EXERCISE: Quote the Seven Fishes essay below word for word, from "I remember giving" up to and including "Who really cares?)".

So when Paul asked whether they celebrated the Feast of Seven Fishes in Italy, she looked at him, incredulou­s, and answered in dialect. (My English translatio­n doesn’t do justice to her poetry.) “Seven fishes? What seven fishes?! When times were good, we had maybe one fish. And for that one fish, we were grateful to God.” If you asked her more about it, she would just say, in a high voice (again, my translatio­n): “Ooooh! You don’t know what things I’ve seen,” and then raise her hand up in the air with an Italian hand expression that I always interprete­d as “enough of this talk.”

I remember giving Auntie Sis a hard time one year for not having seven fishes (I counted six), and she pinched me and whispered to “sta zito” (keep quiet!) and laughed.

Wikipedia says that the idea of eating fish on the night before Christmas is a Roman Catholic tradition of avoiding meat on the eve of a feast day, or holy day. Apparently that got codified in America, where people had a greater abundance of, well, everything, into seven fishes. (Seven sacraments? Seven hills of Rome? Who really cares?)

I’ve been luckier than I deserve for all of my life. Like most of the people I know, I have never had the hardship of trying to feed a family during a war, of hiding from marauding soldiers of an occupying army or an oppressive regime. I have never known poverty. I have always been surrounded by people I love and who love me. I think about what it would be like to live in Iran or in Eastern Ukraine or Mali or Haiti or Yemen. Or even what it would be like to be poor and alone in New London.

My Grandma is gone now. But at Auntie Sis’s house this year, I will think of her on her birthday and remember what she said: “We had maybe one fish, and for that one fish, we gave thanks to God.” Happy holidays.

Coordinate annotation entries
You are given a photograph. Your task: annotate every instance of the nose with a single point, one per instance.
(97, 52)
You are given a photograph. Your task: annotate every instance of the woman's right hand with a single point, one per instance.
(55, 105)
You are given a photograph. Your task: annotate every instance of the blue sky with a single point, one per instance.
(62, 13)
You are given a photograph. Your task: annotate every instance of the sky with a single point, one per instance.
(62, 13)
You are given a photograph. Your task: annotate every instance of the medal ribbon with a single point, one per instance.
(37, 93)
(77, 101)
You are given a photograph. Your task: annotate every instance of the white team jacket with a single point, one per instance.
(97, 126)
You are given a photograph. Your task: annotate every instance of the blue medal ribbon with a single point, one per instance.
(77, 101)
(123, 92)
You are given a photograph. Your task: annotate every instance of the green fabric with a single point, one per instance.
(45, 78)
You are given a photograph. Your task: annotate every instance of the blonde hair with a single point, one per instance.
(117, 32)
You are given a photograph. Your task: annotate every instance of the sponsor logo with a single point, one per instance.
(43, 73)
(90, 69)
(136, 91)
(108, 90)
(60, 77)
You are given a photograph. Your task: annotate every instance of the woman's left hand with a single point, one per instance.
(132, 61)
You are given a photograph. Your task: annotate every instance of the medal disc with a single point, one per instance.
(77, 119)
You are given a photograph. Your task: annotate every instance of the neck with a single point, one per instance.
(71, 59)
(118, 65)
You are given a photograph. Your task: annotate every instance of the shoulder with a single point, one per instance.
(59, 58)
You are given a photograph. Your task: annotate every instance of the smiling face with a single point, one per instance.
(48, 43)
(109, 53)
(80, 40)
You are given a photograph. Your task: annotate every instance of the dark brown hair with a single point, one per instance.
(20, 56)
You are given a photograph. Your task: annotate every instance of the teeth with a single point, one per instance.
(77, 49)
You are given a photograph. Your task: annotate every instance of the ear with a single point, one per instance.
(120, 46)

EXERCISE ANSWER:
I remember giving Auntie Sis a hard time one year for not having seven fishes (I counted six), and she pinched me and whispered to “sta zito” (keep quiet!) and laughed.

Wikipedia says that the idea of eating fish on the night before Christmas is a Roman Catholic tradition of avoiding meat on the eve of a feast day, or holy day. Apparently that got codified in America, where people had a greater abundance of, well, everything, into seven fishes. (Seven sacraments? Seven hills of Rome? Who really cares?)